* **EXERCISE**: Would you copy every record exactly as it stands and drop the pictures?
※
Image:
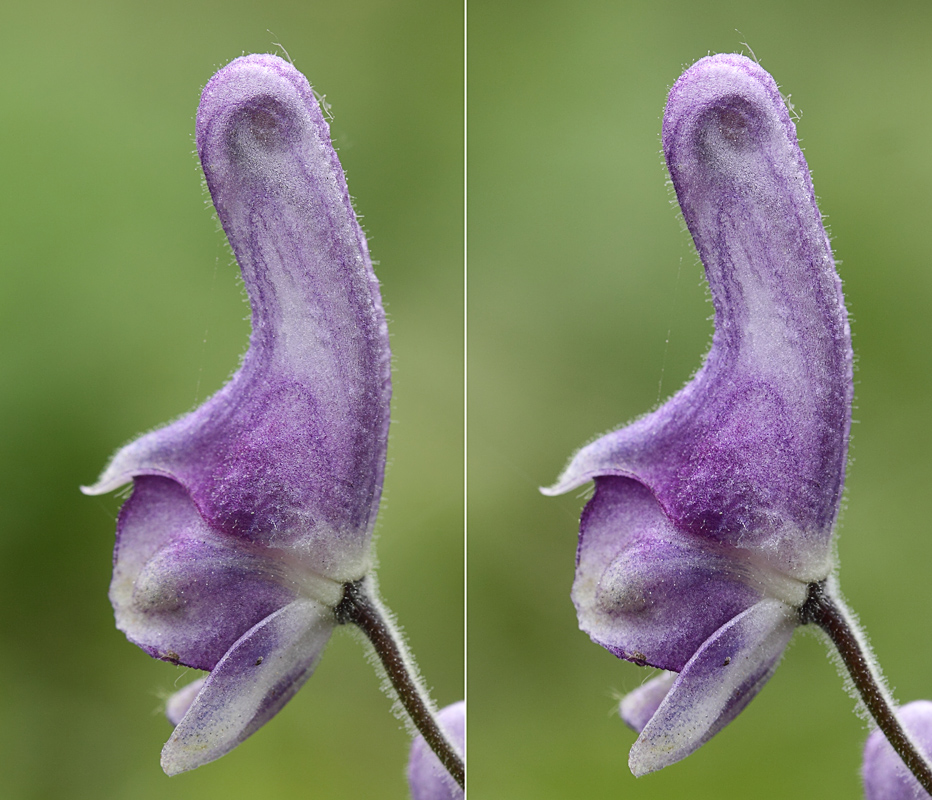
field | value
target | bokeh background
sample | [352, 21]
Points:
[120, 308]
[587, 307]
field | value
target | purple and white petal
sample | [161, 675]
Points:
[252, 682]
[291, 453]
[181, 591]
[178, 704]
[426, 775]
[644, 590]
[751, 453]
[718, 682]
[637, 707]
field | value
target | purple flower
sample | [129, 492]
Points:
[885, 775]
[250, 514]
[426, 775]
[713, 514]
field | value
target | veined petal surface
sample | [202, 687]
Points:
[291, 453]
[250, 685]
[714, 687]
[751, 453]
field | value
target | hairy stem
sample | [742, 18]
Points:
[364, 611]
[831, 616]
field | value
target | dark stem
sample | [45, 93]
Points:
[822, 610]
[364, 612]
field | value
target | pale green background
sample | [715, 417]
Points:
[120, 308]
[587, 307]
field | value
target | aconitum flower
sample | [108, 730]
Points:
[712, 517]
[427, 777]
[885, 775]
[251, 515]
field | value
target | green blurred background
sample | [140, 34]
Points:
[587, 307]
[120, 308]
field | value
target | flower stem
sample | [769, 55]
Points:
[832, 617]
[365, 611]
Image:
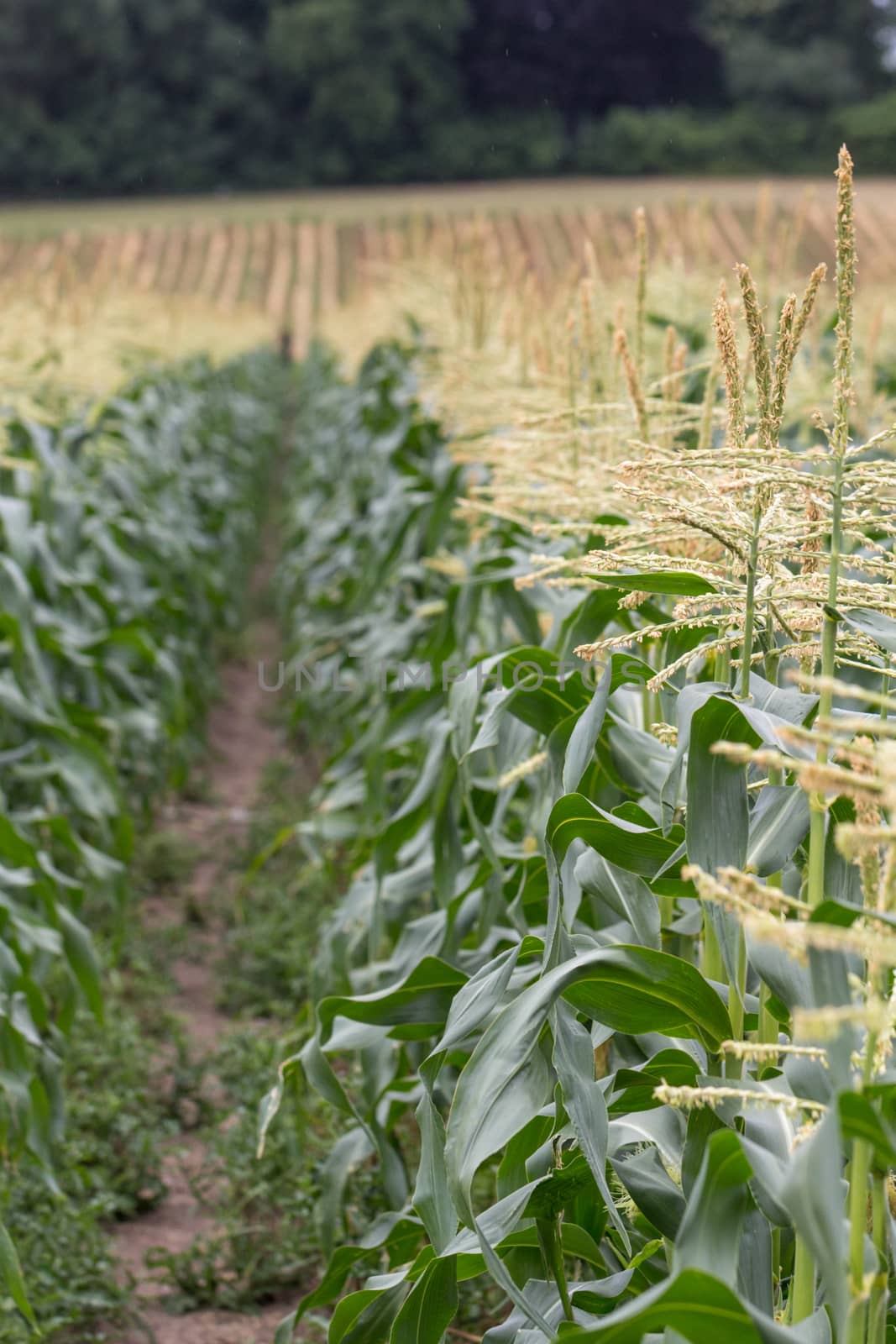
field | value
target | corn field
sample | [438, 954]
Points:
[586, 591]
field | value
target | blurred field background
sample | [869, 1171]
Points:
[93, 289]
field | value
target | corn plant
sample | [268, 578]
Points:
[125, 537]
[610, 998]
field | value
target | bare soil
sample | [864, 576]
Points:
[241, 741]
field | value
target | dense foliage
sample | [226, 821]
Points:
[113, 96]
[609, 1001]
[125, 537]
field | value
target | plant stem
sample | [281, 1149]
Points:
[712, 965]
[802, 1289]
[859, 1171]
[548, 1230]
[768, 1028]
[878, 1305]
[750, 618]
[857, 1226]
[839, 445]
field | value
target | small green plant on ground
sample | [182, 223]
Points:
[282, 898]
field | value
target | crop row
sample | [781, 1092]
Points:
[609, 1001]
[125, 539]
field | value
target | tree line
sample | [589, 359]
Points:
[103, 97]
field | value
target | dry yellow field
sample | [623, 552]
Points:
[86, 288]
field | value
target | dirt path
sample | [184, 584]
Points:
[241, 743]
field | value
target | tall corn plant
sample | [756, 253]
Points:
※
* **RESPONSE AREA**:
Image:
field | value
target | bokeh background
sample | [352, 21]
Points:
[120, 308]
[587, 307]
field | value
target | purple and white petal
sample | [161, 675]
Points:
[252, 682]
[291, 453]
[181, 591]
[178, 704]
[426, 775]
[644, 590]
[751, 453]
[718, 682]
[637, 707]
field | value
target | purple flower
sample | [129, 492]
Points:
[885, 775]
[250, 514]
[426, 775]
[713, 514]
field | value
target | veined petal surface
sample | [202, 687]
Points:
[291, 453]
[250, 685]
[714, 687]
[751, 453]
field | value
target | hairy stem
sample | [742, 18]
Points:
[364, 611]
[831, 616]
field | value
target | dark stem
sample | [45, 93]
Points:
[822, 610]
[364, 612]
field | value
target | pale green background
sample | [715, 417]
Points:
[120, 308]
[587, 307]
field | value
target | aconitum flower
sample | [108, 730]
Points:
[712, 517]
[427, 777]
[885, 775]
[251, 515]
field | value
target | green blurred background
sample | [140, 34]
Points:
[587, 307]
[120, 308]
field | value
target | flower stem
sample | [769, 55]
Points:
[832, 617]
[365, 611]
Image:
field | value
target | corn field
sample | [438, 954]
Points:
[586, 591]
field | value
target | blurred field background
sample | [869, 1171]
Points:
[93, 289]
field | value
target | corn plant
sample | [268, 578]
Points:
[125, 537]
[610, 998]
field | value
target | bare soil
sample | [864, 576]
Points:
[241, 741]
field | value
target | dense foliage
sample | [226, 821]
Points:
[113, 96]
[609, 1001]
[125, 537]
field | value
target | plant stem
sample | [281, 1149]
Points:
[712, 965]
[802, 1289]
[859, 1171]
[548, 1230]
[768, 1028]
[878, 1305]
[750, 618]
[857, 1226]
[839, 445]
field | value
target | small green plant on ground
sample | [182, 223]
Points:
[282, 898]
field | value
target | crop row
sample | [781, 1092]
Points:
[609, 1001]
[125, 539]
field | value
target | tree line
sample | [589, 359]
Points:
[103, 97]
field | value
target | dry yellow field
sample | [623, 552]
Points:
[86, 288]
field | value
target | dirt path
sample | [184, 584]
Points:
[241, 743]
field | value
target | tall corn plant
sample | [756, 253]
Points:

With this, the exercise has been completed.